To be done
1/ Return everything from "This is also" down to "like live action." in the passage on del Toro's "Pinocchio," copied word for word.
2/ Answer these from the passage on del Toro's "Pinocchio":
(a) Who wrote the song lyrics along with the director?
(b) Whose animation in "Jason and the Argonauts" did del Toro adore?
(c) How many attempts does a puppet take to close a door?

Excerpt provided
=-=-=-=-=

This is also conveyed musically through songs composed by Oscar winner Alexandre Desplat (“The Shape of Water,” “The Grand Budapest Hotel”) with lyrics by the director and Roeban Katz. While Desplat requested a professional singer for Pinocchio, del Toro was adamant that Mann should also sing because his fragile voice complemented the stop-motion.
Stop-motion has long been a powerful force in the director’s life, beginning with his adoration for Willis O’Brien’s animation in “King Kong” and Ray Harryhausen’s in “Jason and the Argonauts.” Del Toro revels in the “perfectly imperfect” artistry of the puppetry and world building, and wanted to capture that in “Pinocchio.” But he also wanted to be boldly naturalistic in making stop-motion more like live action.
“You have Laika, which, let’s be very clear, pushed the technical tools of the medium, and now you can be more expressive a decade into the future,” said del Toro. “And that’s why I wanted from the very beginning to do something that is equally daring — to stage the camera and the action like live action, following the puppets with the camera and the lighting the way you would the actors. And we have to let this animation breathe and be less fluid. That’s why we shot on 2s [two frames]. The acting is naturalistic and not pantomime. We jokingly said let’s not do silent acting but Actor’s Studio level, where you watch them thinking.”
This consisted of micro-gestures, failed acts, and quiet moments of just listening. The director marveled at Geppetto’s lower lip quivering, or a puppet taking three attempts to close a door. He called this the beautiful volatility of stop-motion.

=-=-=-=-=

Entries
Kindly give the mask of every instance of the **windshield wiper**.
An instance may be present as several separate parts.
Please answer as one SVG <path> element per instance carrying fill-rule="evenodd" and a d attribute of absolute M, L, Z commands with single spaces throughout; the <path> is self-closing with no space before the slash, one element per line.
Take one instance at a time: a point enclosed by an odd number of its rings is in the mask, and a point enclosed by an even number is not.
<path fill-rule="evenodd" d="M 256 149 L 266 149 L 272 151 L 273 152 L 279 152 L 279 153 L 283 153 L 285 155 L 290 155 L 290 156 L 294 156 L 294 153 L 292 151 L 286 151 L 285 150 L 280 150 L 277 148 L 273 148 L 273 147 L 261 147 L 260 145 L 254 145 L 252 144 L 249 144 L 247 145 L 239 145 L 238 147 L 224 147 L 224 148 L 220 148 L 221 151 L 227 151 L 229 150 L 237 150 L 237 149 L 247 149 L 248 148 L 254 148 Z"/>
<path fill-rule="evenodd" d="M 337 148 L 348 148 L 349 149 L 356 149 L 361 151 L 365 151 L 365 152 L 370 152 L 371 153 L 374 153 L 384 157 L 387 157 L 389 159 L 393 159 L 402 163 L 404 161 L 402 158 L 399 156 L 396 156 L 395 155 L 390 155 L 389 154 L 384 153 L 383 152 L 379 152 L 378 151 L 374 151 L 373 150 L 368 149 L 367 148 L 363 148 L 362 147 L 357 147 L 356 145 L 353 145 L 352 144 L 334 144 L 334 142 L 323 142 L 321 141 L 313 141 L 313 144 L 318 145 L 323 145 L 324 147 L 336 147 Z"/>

=-=-=-=-=

Solutions to each task
1/
This is also conveyed musically through songs composed by Oscar winner Alexandre Desplat (“The Shape of Water,” “The Grand Budapest Hotel”) with lyrics by the director and Roeban Katz. While Desplat requested a professional singer for Pinocchio, del Toro was adamant that Mann should also sing because his fragile voice complemented the stop-motion.
Stop-motion has long been a powerful force in the director’s life, beginning with his adoration for Willis O’Brien’s animation in “King Kong” and Ray Harryhausen’s in “Jason and the Argonauts.” Del Toro revels in the “perfectly imperfect” artistry of the puppetry and world building, and wanted to capture that in “Pinocchio.” But he also wanted to be boldly naturalistic in making stop-motion more like live action.

2/
(a) Roeban Katz
(b) Ray Harryhausen's
(c) Three